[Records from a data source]

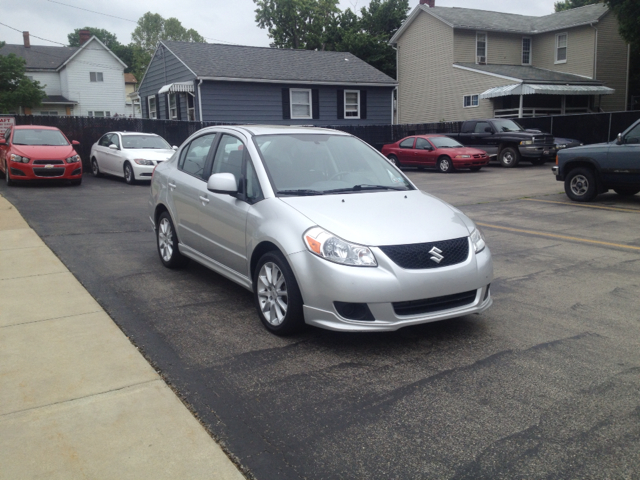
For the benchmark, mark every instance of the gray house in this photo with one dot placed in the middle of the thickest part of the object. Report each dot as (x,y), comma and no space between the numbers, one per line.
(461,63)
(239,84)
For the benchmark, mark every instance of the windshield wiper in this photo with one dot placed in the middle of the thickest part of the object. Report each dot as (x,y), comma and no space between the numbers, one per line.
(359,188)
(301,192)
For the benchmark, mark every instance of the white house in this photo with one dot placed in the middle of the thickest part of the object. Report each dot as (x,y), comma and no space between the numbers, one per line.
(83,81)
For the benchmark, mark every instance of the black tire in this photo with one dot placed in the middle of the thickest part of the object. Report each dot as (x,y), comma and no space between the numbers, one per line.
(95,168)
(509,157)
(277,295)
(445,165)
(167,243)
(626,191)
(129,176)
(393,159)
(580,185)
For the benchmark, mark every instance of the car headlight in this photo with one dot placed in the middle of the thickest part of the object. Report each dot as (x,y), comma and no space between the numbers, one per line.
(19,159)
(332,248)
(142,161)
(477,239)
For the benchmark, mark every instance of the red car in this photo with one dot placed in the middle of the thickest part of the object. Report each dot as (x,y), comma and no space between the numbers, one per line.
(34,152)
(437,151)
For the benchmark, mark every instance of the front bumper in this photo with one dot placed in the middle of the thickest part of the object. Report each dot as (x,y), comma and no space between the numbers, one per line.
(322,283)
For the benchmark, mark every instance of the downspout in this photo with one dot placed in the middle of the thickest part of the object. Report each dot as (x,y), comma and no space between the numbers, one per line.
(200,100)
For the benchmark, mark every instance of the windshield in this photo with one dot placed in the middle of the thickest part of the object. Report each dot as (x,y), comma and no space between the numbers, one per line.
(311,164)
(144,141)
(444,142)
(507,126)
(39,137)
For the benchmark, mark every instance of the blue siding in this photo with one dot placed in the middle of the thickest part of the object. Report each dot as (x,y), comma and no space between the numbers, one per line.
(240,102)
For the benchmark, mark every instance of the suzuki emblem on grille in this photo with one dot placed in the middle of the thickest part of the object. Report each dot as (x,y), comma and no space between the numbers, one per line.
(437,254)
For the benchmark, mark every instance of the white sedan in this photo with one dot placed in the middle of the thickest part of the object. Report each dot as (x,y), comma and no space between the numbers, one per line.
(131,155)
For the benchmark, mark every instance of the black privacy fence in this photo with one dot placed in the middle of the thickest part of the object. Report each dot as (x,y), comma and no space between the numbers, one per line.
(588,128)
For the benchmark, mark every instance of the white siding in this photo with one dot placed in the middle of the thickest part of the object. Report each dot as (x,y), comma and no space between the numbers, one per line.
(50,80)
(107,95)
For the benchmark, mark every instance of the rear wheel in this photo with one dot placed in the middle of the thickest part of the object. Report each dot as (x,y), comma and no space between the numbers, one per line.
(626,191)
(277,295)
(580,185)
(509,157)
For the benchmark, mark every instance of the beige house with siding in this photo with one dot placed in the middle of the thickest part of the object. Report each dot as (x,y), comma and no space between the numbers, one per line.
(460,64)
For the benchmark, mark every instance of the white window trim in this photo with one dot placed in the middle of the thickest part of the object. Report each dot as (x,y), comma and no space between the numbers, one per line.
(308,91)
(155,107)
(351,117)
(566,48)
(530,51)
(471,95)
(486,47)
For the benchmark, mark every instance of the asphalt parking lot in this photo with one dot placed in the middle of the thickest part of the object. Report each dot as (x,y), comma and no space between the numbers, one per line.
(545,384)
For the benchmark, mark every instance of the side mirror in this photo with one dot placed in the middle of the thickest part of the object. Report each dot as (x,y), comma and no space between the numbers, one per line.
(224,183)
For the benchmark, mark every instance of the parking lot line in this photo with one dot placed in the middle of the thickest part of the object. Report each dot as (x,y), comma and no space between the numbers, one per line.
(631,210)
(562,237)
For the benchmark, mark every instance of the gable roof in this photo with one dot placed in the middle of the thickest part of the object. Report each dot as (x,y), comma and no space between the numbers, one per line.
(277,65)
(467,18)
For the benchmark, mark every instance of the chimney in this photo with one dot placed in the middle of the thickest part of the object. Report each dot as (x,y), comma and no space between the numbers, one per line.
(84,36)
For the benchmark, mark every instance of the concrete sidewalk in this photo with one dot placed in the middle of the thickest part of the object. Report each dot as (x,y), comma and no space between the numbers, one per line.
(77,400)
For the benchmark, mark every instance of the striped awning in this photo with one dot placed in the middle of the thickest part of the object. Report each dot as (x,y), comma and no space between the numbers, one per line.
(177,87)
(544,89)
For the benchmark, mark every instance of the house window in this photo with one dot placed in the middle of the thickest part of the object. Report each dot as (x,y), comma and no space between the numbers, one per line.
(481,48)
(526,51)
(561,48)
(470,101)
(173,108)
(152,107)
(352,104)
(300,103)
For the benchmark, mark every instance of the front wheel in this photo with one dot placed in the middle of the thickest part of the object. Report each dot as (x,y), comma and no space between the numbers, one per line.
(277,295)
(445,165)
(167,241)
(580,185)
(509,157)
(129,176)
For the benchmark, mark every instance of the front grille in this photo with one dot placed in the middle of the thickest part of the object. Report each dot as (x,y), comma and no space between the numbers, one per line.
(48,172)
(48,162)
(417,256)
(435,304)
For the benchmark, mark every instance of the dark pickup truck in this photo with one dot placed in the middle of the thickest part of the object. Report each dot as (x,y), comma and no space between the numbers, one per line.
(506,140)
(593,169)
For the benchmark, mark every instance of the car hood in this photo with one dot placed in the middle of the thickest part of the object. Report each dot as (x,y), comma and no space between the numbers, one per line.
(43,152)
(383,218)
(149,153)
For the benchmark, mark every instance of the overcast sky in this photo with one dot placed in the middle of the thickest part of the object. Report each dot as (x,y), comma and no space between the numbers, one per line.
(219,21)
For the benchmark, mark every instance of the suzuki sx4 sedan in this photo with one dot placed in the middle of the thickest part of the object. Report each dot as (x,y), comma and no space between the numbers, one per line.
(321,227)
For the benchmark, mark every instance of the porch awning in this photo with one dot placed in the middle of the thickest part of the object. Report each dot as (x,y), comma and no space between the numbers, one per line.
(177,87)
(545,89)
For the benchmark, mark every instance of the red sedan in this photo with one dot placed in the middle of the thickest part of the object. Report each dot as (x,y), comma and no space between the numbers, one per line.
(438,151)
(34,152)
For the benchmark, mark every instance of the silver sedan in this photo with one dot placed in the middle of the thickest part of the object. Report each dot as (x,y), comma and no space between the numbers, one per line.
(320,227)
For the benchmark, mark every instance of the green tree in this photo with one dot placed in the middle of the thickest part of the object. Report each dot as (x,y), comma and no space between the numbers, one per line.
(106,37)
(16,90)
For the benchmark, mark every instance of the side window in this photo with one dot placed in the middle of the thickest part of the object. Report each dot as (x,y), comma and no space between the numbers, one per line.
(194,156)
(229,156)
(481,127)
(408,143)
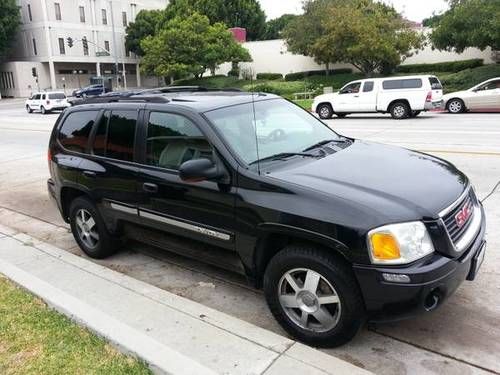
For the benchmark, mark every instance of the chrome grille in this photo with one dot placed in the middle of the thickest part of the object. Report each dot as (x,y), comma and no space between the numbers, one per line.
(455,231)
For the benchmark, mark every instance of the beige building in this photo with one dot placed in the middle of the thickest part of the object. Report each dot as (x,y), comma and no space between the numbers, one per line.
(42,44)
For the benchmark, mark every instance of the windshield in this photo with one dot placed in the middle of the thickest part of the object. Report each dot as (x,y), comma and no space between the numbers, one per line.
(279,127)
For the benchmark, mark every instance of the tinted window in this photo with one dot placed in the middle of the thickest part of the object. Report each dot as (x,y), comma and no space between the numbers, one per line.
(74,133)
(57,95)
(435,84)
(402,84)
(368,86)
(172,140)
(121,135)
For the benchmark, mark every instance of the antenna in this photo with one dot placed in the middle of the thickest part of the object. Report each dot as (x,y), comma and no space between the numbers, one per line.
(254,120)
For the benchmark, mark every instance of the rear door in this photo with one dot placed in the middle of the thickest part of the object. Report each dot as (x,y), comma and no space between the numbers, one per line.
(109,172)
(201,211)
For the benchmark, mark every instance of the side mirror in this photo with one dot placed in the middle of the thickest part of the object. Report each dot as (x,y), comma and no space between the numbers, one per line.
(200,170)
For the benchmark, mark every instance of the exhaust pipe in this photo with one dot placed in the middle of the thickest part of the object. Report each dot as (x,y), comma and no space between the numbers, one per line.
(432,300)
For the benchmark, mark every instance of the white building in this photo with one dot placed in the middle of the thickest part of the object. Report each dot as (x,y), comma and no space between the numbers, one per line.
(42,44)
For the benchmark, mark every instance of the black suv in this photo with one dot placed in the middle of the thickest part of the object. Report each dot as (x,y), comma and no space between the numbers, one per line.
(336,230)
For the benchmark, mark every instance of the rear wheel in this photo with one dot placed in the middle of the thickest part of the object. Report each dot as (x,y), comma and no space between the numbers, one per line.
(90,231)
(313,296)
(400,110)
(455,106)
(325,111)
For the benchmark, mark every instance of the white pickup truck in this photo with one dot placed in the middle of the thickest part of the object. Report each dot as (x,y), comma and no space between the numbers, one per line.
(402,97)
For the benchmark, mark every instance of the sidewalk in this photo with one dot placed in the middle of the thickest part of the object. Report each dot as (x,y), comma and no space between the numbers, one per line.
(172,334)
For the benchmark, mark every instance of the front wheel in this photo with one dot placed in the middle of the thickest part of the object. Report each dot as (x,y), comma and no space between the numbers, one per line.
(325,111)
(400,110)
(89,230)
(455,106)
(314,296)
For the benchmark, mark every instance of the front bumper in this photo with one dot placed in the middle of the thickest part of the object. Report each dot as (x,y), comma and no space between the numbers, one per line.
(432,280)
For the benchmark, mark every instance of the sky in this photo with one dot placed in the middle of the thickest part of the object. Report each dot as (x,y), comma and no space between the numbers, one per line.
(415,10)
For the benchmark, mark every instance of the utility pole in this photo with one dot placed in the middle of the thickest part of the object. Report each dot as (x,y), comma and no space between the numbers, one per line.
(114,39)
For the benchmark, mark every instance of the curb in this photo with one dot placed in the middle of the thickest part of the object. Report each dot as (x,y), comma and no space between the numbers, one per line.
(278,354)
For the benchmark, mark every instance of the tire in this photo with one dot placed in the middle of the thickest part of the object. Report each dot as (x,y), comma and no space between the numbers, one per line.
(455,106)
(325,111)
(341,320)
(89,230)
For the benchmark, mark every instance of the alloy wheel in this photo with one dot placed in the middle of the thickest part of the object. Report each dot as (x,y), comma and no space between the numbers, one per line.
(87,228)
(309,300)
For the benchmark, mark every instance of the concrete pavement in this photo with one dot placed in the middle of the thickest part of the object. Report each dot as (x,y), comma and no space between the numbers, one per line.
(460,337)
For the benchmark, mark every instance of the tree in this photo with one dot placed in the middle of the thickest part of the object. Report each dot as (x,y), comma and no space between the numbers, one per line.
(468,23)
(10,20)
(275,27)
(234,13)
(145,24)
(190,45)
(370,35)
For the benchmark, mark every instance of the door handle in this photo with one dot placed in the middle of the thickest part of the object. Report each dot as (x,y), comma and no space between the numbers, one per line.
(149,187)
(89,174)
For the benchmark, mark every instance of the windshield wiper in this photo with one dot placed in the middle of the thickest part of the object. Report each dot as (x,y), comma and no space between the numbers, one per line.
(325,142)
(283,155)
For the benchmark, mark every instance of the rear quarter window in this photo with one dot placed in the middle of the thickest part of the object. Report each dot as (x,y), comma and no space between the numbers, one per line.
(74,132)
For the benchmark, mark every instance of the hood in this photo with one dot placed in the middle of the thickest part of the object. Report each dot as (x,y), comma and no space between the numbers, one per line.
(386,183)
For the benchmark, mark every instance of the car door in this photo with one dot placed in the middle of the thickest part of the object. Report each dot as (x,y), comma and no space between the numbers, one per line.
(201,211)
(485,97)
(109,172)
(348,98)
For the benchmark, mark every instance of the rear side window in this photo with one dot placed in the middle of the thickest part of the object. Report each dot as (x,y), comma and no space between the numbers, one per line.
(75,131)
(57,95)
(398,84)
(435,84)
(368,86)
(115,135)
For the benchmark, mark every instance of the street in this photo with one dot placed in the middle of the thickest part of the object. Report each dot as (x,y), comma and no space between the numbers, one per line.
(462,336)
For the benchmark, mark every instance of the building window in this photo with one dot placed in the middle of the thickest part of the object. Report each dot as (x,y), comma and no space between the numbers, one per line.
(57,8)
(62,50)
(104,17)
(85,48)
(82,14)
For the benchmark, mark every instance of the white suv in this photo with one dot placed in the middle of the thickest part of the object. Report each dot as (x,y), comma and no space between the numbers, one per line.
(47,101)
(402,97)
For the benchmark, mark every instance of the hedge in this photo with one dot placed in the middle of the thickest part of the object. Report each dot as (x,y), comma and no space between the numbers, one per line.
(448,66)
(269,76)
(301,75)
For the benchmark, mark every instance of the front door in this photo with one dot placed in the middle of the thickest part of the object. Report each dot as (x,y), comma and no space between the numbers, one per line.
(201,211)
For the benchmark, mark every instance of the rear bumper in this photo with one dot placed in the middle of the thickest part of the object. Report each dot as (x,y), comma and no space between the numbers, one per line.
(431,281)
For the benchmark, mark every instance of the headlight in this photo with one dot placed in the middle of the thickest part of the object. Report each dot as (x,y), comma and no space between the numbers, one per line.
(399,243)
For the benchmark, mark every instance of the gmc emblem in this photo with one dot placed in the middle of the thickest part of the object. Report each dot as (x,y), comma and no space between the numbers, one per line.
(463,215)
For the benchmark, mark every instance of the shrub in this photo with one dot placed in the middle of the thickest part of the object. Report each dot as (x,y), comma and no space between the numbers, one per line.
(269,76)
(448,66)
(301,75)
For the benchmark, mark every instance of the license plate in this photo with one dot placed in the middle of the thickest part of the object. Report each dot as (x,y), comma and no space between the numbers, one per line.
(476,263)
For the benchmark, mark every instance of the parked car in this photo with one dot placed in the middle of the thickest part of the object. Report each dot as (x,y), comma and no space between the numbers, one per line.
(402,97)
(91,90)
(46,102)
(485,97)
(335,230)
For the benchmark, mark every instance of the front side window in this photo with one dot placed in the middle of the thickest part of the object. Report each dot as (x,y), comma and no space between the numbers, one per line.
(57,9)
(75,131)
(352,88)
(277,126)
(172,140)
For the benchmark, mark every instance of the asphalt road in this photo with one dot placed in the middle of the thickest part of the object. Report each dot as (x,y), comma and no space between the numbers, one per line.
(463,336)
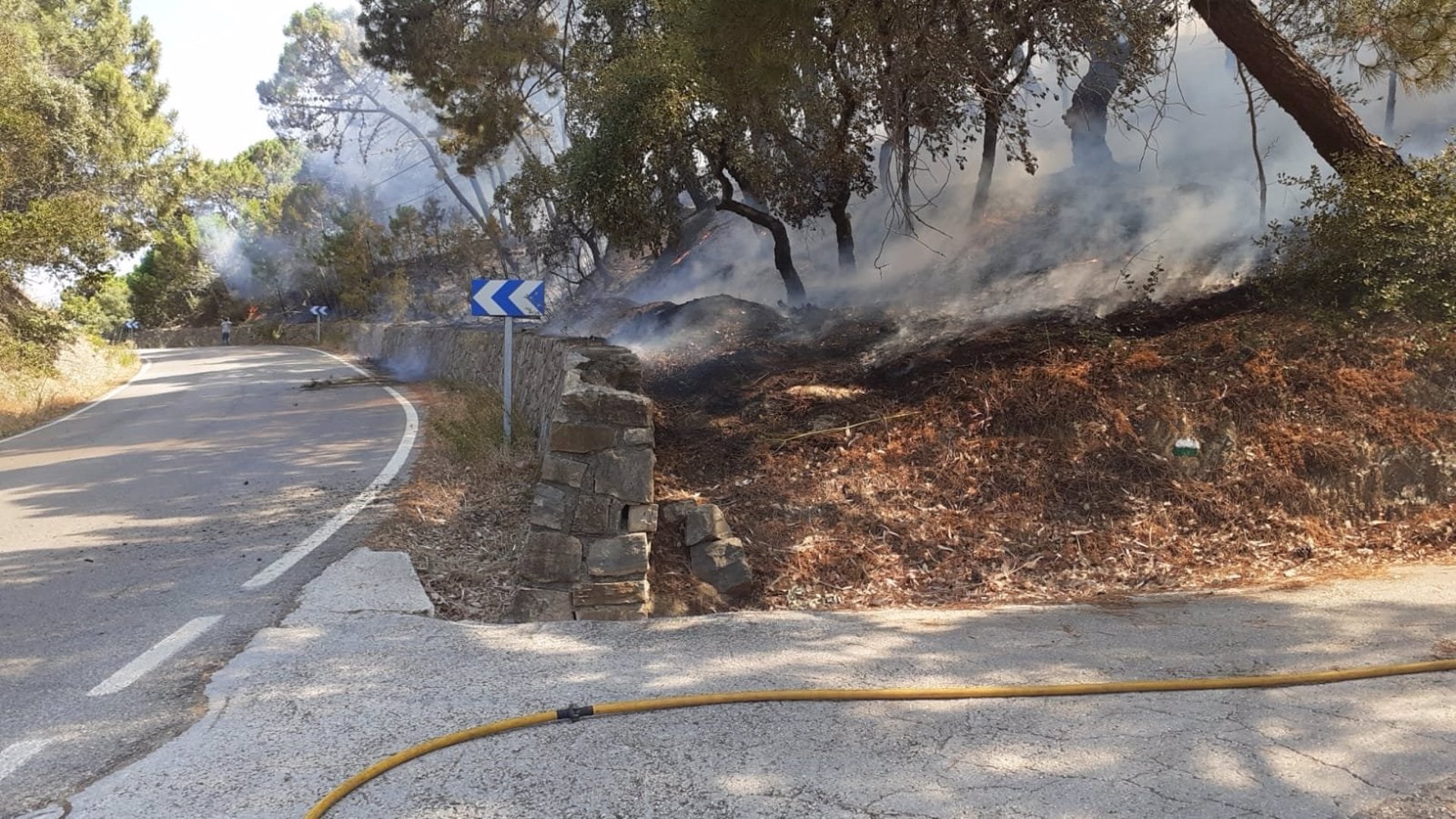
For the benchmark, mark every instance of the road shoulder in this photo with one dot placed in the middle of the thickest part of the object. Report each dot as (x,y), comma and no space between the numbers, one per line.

- **Exercise task**: Reproduce nothing but the lines that run from the line containing "For the benchmark, mark every instance of the front side" through the last line of the records, inclusive. Omit the pictures.

- **Solution for this task**:
For the benchmark, mark every instance of the front side window in this photo with one dot placed in the middle of the thickest part of the object. Report each dot as (x,y), comma and no space between the numbers, one per line.
(57,9)
(75,131)
(352,88)
(277,126)
(172,140)
For the benchmark, mark every instance of the asphalt road in this photo with one dot placed in the middle of the thickest part of the object. Report each dot as (x,y), comma and no space between the numbers, one per line.
(463,336)
For the benchmark, mark every instance of the road shoulder in this photo with one dot placed in the middle of the thickest part of the object. Report each dot as (x,y), comma and no space between the numbers, one per line.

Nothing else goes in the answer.